** BEGIN Document section **
Wednesday, January 21, 2009

21st of Jan

want to know what happened on this day?
nothing...
absolutely NOTHING! know why?
cause i've been dumped with the responsibility of looking after the shop while daddy and mommy goes to KL.
went to bed around 2:00a.m. and got up at 8:30a.m. Got everything packed (laptop, ipod, novel, sketch book, etc.)and left the house at 9:30a.m.
Usually i'd be pissed waking up during such an early time with errands to run late in the afternoon.
But instead i was quite satisfied with the morning, cause i got to drive around, (though not to the complex but good enough).
Unfortunately, i was still passing through a mist of complete boredom and an unfunded voluntary 12hr job sitting on my gluteus maximus!
yes, i used the word "gluteus maximus"...on very rare occasions where you'd hear me use that term.
By the way, i'm addicted to pictionary on facebook, well it's not particularly pictionary but something like it. It's called the sketching game or something whatever. It is an intense game, seriously. Playing it is like smoking weed, YOU CAN'T STOP!
lol, anyway...
tomorrow, i'm going off to the complex!
got a friend who's been wanting to hang out for quite sometime, since her timetable didn't really suit mine, (that was the trouble). Tomorrow's the only time she can i guess. I miss her anyway, good friend of mine.
Oh well, another day passing by...weeeee........................

the thought of our existence

pondering along the emptiness of affection,
kills the inner sense of belonging;
we wait for the moment in life to mend our broken past,
as we unconsciously give way to others
who show compassion or contempt towards our mistakes.
** END Document section **
◆ **Problems to work on**
[1] Rewrite the blog post between "But instead i" and "my gluteus maximus!", inclusive, substituting "tedium" for "boredom".
[2] According to the blog post, at what time did the writer leave the house?
[3] List the items the blog post names as packed before leaving the house.
The listing is separate material, apart from the blog post.
** BEGIN Dataset entries **
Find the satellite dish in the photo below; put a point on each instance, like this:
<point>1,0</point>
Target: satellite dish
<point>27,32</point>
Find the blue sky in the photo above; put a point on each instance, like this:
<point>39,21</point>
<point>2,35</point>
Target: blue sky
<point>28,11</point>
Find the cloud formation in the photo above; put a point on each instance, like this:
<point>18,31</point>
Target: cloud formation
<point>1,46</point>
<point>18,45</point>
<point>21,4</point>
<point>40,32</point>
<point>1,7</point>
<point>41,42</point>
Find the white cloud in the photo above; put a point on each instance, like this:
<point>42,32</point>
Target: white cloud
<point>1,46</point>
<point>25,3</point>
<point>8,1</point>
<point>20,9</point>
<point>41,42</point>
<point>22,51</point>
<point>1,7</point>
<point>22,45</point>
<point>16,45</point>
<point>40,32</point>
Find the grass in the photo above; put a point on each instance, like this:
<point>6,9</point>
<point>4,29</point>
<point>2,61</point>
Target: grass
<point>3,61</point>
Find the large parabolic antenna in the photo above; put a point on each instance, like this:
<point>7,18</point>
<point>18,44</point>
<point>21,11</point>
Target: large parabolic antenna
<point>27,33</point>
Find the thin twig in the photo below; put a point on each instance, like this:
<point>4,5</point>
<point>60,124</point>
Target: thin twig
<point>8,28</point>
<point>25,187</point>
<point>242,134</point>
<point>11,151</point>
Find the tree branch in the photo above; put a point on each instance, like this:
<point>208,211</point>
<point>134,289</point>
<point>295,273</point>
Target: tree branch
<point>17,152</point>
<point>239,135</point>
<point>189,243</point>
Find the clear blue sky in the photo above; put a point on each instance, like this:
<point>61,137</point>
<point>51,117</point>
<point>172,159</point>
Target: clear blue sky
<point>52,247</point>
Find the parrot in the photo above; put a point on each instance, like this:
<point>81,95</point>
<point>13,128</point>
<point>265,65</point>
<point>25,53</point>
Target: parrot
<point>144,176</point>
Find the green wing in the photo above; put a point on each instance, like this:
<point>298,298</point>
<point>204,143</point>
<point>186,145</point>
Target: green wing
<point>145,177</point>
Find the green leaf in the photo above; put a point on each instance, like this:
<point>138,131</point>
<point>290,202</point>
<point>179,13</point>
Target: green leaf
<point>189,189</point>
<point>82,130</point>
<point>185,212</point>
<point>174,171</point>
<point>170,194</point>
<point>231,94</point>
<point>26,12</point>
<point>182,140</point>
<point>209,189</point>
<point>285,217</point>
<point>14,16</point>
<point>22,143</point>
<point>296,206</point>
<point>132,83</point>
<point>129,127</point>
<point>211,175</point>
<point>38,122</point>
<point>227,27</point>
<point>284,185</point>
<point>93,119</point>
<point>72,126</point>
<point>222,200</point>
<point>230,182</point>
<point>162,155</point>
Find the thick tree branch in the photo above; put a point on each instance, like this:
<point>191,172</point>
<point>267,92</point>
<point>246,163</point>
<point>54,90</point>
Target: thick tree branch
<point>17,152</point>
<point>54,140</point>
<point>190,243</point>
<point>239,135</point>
** END Dataset entries **
◆ **Task results**
[1]
But instead i was quite satisfied with the morning, cause i got to drive around, (though not to the complex but good enough).
Unfortunately, i was still passing through a mist of complete tedium and an unfunded voluntary 12hr job sitting on my gluteus maximus!

[2] 9:30 a.m.

[3] laptop, ipod, novel, sketch book